→ Materials provided:
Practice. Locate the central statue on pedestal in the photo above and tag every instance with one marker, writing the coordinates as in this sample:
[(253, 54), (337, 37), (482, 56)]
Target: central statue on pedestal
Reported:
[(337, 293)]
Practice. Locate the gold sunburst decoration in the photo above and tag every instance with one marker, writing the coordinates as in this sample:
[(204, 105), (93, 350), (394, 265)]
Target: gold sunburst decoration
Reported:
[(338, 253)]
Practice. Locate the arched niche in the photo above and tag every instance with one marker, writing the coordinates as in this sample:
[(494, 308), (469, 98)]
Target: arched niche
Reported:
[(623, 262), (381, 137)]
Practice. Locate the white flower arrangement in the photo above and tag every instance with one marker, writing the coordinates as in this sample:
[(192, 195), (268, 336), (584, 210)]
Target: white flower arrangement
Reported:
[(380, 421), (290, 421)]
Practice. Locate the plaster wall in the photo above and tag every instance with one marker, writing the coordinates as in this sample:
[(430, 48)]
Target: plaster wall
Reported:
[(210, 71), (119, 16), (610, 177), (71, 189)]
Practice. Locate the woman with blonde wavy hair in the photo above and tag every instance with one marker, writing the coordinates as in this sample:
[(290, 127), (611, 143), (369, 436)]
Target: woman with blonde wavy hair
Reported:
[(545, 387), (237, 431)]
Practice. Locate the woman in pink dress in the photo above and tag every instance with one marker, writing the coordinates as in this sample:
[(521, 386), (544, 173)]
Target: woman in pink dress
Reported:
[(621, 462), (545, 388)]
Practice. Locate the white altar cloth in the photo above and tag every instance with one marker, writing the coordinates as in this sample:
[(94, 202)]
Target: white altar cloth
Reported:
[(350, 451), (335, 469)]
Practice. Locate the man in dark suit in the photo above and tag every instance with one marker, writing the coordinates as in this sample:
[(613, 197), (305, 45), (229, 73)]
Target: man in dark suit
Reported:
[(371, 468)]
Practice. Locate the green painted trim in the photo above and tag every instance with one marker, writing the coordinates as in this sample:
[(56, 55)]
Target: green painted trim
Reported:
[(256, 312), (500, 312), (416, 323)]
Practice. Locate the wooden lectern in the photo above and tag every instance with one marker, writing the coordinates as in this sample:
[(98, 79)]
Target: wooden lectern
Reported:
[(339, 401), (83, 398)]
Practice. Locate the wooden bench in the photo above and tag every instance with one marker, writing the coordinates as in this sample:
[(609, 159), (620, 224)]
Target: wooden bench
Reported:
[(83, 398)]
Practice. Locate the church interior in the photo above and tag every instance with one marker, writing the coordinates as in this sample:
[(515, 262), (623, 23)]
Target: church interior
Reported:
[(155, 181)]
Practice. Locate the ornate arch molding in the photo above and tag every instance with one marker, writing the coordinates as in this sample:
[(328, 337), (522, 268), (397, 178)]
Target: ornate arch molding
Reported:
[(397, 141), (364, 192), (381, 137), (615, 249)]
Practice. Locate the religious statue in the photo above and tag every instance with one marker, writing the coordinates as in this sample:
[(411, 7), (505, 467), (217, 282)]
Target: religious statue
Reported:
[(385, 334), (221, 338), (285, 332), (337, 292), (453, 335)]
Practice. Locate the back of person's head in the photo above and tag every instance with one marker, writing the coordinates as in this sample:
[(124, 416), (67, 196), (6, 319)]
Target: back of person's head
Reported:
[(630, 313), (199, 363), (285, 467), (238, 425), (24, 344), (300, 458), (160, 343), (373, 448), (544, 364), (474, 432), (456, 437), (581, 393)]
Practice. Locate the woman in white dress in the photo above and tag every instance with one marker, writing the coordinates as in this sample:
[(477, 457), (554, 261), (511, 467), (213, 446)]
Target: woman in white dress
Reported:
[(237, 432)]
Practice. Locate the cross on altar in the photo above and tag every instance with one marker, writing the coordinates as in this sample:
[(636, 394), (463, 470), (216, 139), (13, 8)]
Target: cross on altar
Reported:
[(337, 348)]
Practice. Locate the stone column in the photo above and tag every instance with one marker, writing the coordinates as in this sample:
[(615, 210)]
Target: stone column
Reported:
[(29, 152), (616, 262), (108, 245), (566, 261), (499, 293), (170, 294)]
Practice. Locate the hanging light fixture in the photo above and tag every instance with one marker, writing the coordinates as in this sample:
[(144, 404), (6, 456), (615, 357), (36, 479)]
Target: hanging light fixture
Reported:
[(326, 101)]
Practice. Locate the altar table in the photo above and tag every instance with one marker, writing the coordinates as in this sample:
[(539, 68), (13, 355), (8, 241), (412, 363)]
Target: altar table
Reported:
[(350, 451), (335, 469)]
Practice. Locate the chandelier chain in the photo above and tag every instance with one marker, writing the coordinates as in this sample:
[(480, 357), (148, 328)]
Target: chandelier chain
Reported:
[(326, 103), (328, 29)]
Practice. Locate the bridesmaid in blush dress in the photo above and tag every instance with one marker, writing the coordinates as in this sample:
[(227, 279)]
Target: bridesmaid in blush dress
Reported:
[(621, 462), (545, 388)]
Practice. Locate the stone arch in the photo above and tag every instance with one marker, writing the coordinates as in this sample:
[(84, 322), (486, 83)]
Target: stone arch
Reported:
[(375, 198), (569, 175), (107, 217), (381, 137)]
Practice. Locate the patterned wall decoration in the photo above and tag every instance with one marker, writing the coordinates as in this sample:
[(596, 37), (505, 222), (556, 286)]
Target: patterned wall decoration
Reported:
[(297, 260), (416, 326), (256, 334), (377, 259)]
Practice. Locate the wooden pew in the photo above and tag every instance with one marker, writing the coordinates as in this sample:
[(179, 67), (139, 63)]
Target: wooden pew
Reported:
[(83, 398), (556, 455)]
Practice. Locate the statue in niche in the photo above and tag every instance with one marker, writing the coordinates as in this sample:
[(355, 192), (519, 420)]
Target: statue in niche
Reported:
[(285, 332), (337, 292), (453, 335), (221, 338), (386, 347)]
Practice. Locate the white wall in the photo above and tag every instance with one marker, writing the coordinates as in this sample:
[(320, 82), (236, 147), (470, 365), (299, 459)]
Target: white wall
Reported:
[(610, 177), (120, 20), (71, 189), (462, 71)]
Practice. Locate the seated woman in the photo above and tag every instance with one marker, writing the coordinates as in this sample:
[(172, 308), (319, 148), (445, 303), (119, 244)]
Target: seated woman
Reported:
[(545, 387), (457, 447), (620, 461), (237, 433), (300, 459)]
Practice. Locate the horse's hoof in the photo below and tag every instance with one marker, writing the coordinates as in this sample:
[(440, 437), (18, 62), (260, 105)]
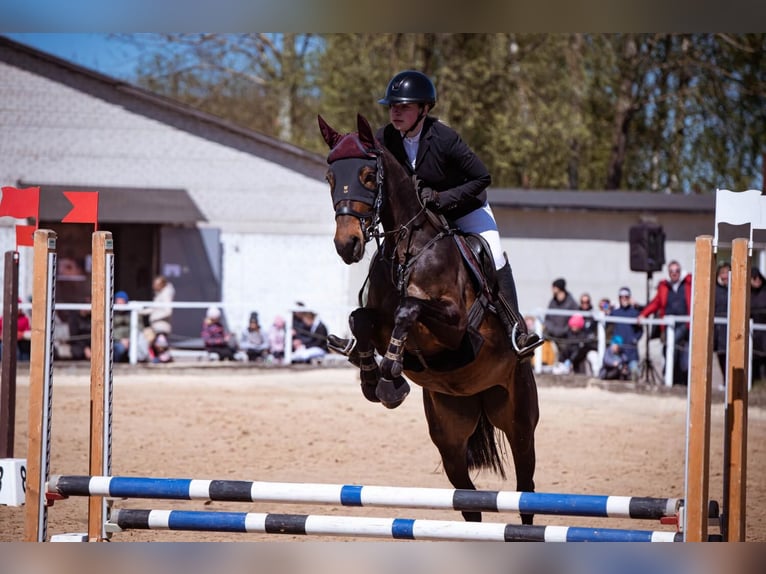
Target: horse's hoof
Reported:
[(340, 345), (392, 393), (368, 391)]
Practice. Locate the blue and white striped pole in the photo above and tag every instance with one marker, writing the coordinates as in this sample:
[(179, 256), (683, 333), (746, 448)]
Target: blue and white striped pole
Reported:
[(355, 495), (368, 527)]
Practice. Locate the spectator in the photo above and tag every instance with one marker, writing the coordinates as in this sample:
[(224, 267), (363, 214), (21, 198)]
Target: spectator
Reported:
[(216, 339), (159, 351), (615, 365), (574, 350), (556, 327), (159, 318), (276, 339), (23, 335), (79, 334), (121, 334), (252, 341), (586, 306), (629, 333), (310, 337), (720, 332), (674, 298), (605, 305), (758, 315)]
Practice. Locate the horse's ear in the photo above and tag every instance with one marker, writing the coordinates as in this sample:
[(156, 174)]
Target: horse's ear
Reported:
[(365, 132), (330, 135)]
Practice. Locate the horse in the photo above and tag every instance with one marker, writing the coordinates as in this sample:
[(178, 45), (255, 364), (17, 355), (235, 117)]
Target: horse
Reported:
[(419, 315)]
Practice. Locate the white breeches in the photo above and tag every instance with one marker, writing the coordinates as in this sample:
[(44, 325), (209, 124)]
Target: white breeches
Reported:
[(482, 221)]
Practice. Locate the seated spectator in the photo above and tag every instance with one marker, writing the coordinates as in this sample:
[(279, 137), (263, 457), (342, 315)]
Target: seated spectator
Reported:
[(215, 337), (23, 336), (555, 327), (615, 365), (575, 347), (310, 337), (121, 334), (252, 342), (159, 350), (629, 333), (276, 339)]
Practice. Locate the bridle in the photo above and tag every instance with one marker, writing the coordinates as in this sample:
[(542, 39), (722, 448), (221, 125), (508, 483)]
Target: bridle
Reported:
[(369, 221)]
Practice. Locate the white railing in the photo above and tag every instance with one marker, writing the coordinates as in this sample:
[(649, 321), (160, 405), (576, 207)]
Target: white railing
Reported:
[(669, 321), (602, 319)]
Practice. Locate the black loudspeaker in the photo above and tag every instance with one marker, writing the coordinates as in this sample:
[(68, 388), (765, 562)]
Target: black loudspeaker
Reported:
[(647, 247)]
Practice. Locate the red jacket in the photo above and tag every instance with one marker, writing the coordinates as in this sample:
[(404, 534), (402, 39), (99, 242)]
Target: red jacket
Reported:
[(660, 301)]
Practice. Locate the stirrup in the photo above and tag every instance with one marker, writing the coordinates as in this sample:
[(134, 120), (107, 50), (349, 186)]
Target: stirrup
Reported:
[(527, 351), (341, 346)]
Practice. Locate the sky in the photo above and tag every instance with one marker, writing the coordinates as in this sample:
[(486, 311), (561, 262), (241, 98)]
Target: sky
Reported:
[(100, 52)]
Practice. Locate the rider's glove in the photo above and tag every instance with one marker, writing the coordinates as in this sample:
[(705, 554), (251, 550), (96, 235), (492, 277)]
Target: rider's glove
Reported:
[(430, 199)]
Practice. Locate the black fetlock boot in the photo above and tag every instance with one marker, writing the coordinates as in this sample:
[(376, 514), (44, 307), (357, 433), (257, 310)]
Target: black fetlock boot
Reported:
[(522, 340)]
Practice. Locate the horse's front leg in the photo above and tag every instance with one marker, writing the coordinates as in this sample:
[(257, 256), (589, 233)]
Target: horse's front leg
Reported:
[(392, 387), (362, 324)]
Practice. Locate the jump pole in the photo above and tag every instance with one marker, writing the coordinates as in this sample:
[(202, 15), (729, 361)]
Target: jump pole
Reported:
[(700, 389), (395, 528), (41, 380), (735, 418), (40, 385), (351, 495), (101, 374), (697, 477)]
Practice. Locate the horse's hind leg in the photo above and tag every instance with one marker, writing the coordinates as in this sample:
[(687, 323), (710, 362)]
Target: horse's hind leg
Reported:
[(451, 422), (516, 415)]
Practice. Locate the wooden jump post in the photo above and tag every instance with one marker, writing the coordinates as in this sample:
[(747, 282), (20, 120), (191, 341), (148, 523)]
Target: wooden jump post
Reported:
[(41, 380), (735, 208)]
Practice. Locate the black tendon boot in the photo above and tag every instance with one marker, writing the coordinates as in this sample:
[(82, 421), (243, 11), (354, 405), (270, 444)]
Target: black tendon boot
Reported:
[(522, 340)]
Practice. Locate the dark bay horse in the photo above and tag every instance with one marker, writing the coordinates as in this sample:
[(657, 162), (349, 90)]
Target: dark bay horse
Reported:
[(417, 317)]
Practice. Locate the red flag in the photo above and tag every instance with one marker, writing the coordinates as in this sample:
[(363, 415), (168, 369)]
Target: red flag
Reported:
[(84, 207), (25, 235), (20, 203)]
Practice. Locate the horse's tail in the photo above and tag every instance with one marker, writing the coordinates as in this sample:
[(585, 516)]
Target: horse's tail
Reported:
[(483, 451)]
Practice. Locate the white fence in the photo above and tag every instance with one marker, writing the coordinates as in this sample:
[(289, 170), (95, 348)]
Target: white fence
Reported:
[(339, 318)]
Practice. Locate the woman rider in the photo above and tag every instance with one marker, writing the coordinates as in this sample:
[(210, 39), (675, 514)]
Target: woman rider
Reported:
[(453, 180)]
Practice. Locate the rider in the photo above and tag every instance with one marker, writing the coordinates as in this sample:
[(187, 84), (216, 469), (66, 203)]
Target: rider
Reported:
[(453, 183)]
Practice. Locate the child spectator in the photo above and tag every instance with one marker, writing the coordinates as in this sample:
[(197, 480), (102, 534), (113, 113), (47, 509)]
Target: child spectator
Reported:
[(159, 351), (616, 364), (252, 341), (276, 339), (23, 335), (215, 337), (576, 347)]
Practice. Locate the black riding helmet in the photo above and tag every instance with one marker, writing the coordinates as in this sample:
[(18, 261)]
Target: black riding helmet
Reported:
[(409, 86)]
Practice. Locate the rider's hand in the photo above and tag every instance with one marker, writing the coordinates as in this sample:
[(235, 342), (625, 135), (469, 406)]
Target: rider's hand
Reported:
[(430, 199)]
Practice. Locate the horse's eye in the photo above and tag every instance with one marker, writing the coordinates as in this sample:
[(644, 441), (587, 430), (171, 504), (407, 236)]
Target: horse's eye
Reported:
[(367, 177)]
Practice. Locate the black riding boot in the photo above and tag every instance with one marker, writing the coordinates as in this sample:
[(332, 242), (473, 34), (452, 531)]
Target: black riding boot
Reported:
[(522, 340)]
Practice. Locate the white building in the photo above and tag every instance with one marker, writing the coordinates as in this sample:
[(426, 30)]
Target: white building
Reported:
[(232, 215)]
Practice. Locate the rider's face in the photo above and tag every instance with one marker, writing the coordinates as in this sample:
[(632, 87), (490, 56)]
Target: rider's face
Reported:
[(402, 116)]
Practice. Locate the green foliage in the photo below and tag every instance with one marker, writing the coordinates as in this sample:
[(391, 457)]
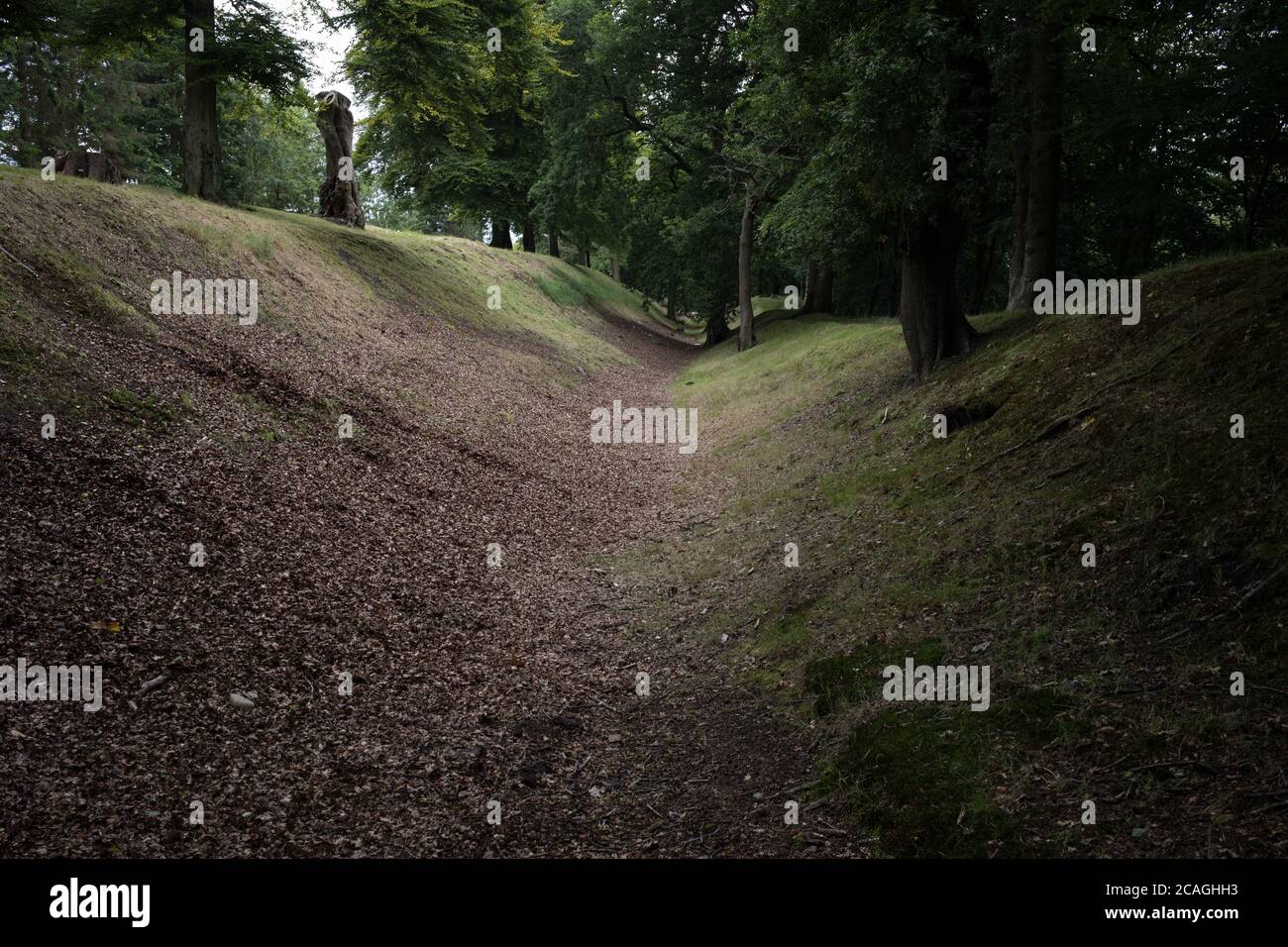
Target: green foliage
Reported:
[(273, 155)]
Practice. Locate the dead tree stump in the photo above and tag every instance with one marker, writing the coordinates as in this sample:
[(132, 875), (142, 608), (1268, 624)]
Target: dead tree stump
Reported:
[(339, 192)]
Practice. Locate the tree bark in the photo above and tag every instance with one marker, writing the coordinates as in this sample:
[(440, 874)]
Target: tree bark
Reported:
[(1044, 162), (930, 312), (823, 295), (810, 287), (338, 196), (501, 235), (746, 316), (201, 157), (1017, 296), (717, 329)]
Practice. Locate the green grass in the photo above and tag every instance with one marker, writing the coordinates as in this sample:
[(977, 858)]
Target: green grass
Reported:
[(970, 548)]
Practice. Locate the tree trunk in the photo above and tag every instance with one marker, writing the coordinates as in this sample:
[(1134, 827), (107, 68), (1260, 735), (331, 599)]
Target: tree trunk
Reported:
[(810, 287), (1017, 296), (746, 316), (983, 269), (717, 329), (201, 158), (501, 235), (1044, 162), (823, 296), (930, 311), (339, 192)]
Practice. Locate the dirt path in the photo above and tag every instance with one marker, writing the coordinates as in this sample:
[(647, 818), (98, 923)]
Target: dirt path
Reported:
[(368, 560)]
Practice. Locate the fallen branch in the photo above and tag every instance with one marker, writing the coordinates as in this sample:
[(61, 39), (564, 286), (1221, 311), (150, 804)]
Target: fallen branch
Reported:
[(18, 262), (1087, 407)]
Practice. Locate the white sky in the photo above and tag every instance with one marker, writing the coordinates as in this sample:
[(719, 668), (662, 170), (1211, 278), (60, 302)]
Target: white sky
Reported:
[(329, 55)]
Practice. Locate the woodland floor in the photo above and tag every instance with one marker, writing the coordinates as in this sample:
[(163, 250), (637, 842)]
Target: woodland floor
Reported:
[(369, 557)]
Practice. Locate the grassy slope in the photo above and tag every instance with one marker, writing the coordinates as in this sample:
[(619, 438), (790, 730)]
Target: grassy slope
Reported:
[(97, 249), (952, 551)]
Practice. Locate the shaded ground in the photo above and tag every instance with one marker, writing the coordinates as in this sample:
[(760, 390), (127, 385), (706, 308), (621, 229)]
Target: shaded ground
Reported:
[(362, 557)]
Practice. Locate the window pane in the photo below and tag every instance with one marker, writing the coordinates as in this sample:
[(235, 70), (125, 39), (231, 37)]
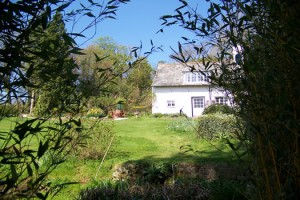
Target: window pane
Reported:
[(198, 102), (171, 103)]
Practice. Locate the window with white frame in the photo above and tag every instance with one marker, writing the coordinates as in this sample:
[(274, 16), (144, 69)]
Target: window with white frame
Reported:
[(170, 103), (221, 100), (198, 102), (196, 77)]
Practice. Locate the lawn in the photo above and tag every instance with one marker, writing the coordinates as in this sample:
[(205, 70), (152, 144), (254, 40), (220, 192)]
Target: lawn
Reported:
[(142, 139)]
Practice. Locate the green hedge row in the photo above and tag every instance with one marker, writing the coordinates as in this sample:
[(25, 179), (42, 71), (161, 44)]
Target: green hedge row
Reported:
[(216, 126)]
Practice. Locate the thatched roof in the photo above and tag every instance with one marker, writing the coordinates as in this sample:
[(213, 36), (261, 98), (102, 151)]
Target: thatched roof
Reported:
[(173, 74)]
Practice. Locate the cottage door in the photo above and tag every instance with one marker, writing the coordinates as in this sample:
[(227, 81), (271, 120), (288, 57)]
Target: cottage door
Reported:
[(197, 106)]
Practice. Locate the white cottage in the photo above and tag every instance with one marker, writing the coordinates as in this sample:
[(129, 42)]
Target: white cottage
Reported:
[(175, 88)]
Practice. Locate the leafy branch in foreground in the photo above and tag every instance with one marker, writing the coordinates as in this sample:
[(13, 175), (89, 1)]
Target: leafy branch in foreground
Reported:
[(36, 58), (256, 59)]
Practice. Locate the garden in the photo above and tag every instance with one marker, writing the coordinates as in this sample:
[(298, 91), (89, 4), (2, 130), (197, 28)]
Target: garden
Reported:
[(151, 157)]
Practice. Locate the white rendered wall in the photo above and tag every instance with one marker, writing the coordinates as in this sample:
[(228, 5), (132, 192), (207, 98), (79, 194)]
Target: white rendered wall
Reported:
[(182, 97)]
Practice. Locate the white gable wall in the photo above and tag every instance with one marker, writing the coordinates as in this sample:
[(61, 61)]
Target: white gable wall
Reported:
[(182, 97)]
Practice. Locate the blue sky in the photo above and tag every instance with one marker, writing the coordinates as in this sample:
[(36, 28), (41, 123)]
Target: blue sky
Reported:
[(138, 21)]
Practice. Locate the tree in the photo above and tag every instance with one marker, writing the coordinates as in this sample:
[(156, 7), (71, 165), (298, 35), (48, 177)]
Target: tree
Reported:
[(29, 59), (55, 77), (102, 79), (262, 76), (139, 82)]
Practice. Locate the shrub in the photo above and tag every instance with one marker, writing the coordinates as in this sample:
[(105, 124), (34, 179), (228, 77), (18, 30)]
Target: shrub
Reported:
[(157, 115), (9, 110), (216, 126), (182, 125), (99, 135), (95, 112), (218, 108)]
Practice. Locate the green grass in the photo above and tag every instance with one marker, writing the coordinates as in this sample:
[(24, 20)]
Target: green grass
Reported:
[(142, 139)]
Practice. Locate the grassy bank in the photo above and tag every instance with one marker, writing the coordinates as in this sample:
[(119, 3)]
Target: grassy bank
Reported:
[(143, 139)]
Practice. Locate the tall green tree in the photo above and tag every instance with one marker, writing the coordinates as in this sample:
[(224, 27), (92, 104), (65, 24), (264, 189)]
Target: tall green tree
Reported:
[(102, 79), (28, 60), (55, 76), (139, 82), (257, 61)]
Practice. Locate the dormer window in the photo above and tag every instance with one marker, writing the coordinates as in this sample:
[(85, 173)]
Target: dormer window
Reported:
[(196, 77)]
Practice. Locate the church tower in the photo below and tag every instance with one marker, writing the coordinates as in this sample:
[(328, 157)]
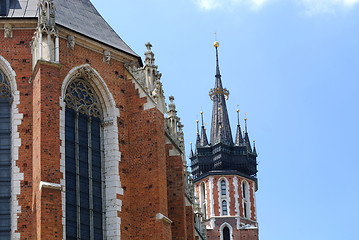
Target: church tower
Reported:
[(224, 173)]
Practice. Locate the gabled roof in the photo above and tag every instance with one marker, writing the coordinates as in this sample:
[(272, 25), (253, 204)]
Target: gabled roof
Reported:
[(77, 15)]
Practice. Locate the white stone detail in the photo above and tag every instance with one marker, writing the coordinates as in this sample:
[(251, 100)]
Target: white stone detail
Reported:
[(16, 175), (112, 155)]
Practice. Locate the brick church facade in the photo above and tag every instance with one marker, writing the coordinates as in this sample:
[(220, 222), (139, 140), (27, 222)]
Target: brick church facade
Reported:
[(88, 147)]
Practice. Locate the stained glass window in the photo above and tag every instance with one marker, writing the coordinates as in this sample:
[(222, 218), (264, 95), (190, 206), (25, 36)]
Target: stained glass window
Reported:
[(84, 191)]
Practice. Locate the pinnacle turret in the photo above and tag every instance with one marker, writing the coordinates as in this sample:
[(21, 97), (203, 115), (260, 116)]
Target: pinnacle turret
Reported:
[(220, 127)]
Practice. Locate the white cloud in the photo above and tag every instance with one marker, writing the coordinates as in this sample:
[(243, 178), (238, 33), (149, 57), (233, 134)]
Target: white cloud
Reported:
[(215, 4), (326, 6)]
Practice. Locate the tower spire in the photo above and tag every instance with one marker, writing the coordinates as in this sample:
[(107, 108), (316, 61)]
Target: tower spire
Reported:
[(220, 127)]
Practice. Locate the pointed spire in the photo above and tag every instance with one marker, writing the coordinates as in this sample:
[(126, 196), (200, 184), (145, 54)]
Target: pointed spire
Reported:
[(239, 138), (220, 128), (204, 140)]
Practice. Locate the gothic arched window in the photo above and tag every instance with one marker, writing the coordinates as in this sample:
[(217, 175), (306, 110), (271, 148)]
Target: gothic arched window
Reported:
[(83, 144), (5, 157), (223, 188), (226, 233), (224, 208)]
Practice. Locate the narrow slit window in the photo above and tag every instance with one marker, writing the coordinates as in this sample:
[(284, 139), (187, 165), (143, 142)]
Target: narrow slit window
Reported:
[(5, 158), (84, 191)]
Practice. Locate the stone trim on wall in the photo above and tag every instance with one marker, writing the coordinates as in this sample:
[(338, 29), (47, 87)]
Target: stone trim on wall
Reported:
[(112, 155), (16, 175)]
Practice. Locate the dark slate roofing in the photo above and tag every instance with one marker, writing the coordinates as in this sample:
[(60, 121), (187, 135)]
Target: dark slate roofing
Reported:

→ Given request: Present the records from the line that contains "Practice. Locate the fallen" to the line that contains "[(216, 126)]", both included, as a Markdown table with the columns Entry and Text, numbering each line and skipping blank lines. Leave the pictures out of the table.

→ Solved exercise:
| Entry | Text |
|---|---|
| 1 | Practice. Locate the fallen branch in the photo above and tag every instance with one marker, writing the coordinates as in this sample: |
| 2 | [(61, 39), (564, 286), (1221, 311), (150, 804)] |
| 3 | Target: fallen branch |
| 4 | Reported: |
| 5 | [(18, 262), (1087, 407)] |
| 6 | Practice. Locate the white sky in the photo above and tag every instance with one marker, writing the coordinates as in this sample: |
| 7 | [(719, 668), (662, 170), (1211, 278), (60, 302)] |
| 8 | Target: white sky |
| 9 | Reported: |
| 10 | [(329, 55)] |
| 11 | Practice. Locate the woodland floor in the photo above and tag every instance with one marker, writing the coordinates as in this sample: |
| 12 | [(163, 250), (637, 842)] |
| 13 | Target: woodland floor |
| 14 | Reported: |
| 15 | [(369, 557)] |
| 16 | Practice. Locate the grassy slope in the photo above and tag every instance with one marker, writing the coordinates as in this sample: |
| 17 | [(619, 438), (790, 730)] |
| 18 | Target: grassy slope |
| 19 | Reported: |
| 20 | [(97, 249), (952, 551)] |
| 21 | Practice. Locate the shaded ground in the photo above and tag every instance with one marker, writing the coordinates as in this sample: |
| 22 | [(760, 390), (127, 385), (706, 308), (621, 229)] |
| 23 | Target: shaded ground |
| 24 | Reported: |
| 25 | [(362, 557)] |
| 26 | Practice. Locate the window pane in the photo below and tag every instance with one marker, writing the coordinates as in this sample: |
| 27 | [(235, 70), (125, 39), (231, 37)] |
| 28 | Target: window pane |
| 29 | Reported: |
| 30 | [(198, 102), (171, 103)] |
| 31 | Practice. Locate the window with white frame in the photo above and tag every instance with one marker, writing the coordinates as in this sample: |
| 32 | [(274, 16), (144, 69)] |
| 33 | Target: window with white frame |
| 34 | Reported: |
| 35 | [(170, 103), (221, 100), (198, 102), (196, 77)] |
| 36 | Practice. Locate the lawn in the photo above and tag every instance with one marker, writing the coordinates as in this sample: |
| 37 | [(205, 70), (152, 144), (254, 40), (220, 192)] |
| 38 | Target: lawn |
| 39 | Reported: |
| 40 | [(142, 139)] |
| 41 | Practice. Locate the green hedge row in the photo above and tag every instance with one marker, writing the coordinates as in this sample: |
| 42 | [(25, 179), (42, 71), (161, 44)] |
| 43 | Target: green hedge row |
| 44 | Reported: |
| 45 | [(216, 126)] |